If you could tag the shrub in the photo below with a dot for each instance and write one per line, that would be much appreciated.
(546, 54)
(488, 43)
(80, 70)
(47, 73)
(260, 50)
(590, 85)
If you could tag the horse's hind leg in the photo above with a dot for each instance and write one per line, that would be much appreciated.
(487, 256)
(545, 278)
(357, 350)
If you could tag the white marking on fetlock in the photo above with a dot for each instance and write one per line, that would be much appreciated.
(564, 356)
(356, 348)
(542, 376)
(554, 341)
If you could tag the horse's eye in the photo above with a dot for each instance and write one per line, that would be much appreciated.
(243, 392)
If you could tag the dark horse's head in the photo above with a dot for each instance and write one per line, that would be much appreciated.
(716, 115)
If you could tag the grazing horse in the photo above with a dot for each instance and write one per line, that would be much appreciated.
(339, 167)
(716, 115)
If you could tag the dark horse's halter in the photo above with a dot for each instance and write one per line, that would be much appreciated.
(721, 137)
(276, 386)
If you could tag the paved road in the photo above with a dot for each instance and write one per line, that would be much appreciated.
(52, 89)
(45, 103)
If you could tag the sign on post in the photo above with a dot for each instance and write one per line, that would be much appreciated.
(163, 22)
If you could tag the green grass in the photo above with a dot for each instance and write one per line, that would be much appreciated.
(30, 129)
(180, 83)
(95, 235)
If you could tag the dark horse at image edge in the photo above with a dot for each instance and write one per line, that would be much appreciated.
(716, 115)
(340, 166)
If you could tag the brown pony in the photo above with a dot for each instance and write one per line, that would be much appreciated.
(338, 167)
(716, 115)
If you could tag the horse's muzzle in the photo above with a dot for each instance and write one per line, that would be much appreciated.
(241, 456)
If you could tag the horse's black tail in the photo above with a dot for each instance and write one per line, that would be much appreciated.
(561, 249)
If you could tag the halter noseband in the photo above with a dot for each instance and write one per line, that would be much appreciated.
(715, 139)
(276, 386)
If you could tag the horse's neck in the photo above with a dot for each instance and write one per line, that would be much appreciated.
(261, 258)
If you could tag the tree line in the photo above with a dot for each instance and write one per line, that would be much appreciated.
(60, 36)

_Task brief:_
Could you reproduce the data above in full, changing every "much appreciated" to "greatly appreciated" and leaving everything else as it is?

_Written answer:_
If you could tag the shrub in the photo below with a dot for each instance and write one per line, that would be greatly appreciated.
(546, 54)
(488, 43)
(80, 70)
(47, 73)
(260, 50)
(590, 85)
If you could tag the horse's hind leg in the photo above with a dot for each instance and write one per line, that would be greatly appreciated.
(487, 256)
(545, 278)
(357, 350)
If you could tag the white marking on fetlock in the photo above with a dot for each instance and write one per line, that would be greatly appreciated.
(564, 356)
(356, 348)
(542, 376)
(554, 341)
If you could tag the horse's eye in the photo above with a dot for each instance and write one per line, that would be greatly appreciated.
(243, 392)
If you could tag the dark horse's head in the photo above with a dot for each instance and write one per line, that would be greatly appreciated.
(716, 115)
If you could tag the grazing horse in the photo above with a dot for each instance and write one per line, that would be greatly appreciated.
(339, 167)
(716, 115)
If you could tag the dark horse's halter in the photo above with a dot for each instance and write one per line, that would be greatly appreciated.
(721, 137)
(276, 386)
If you could tag the paved road in the photo above with a dot for each instance and write one per line, that would be greatly appreciated.
(52, 89)
(45, 103)
If you could tag the sign on post in the photo above with a dot for each instance and write one per line, that would be greatly appreciated.
(163, 22)
If you could tag the green grass in the photo above with a dot for each instance and write one per line, that would be greatly appreciated.
(30, 129)
(180, 83)
(95, 235)
If you could tag the dark horse at image edge in the photo above with a dot for each instance and write one per line, that would be greatly appreciated.
(716, 115)
(340, 166)
If you could tag the brown pony in the photo above with a dot for each instance and write one per line, that would be greatly appreciated.
(338, 167)
(716, 115)
If you could tag the horse's muzzle in the photo above with a dot for each instance and write one per line, that would be greatly appreciated.
(241, 456)
If you could tag the horse's black tail in the photo above with a dot for each instance and write one per line, that would be greatly appreciated.
(561, 249)
If you could tag the halter noseband in the photo above with a dot for each instance and write one per line, that would be greatly appreciated.
(715, 139)
(276, 386)
If you could tag the horse's neck in the photo above with a dot for each instance and write one per line, that would be greatly appreciated.
(261, 258)
If you could tag the tree line in the photo above with a dot for each instance and write one per line, that would be greatly appreciated.
(60, 36)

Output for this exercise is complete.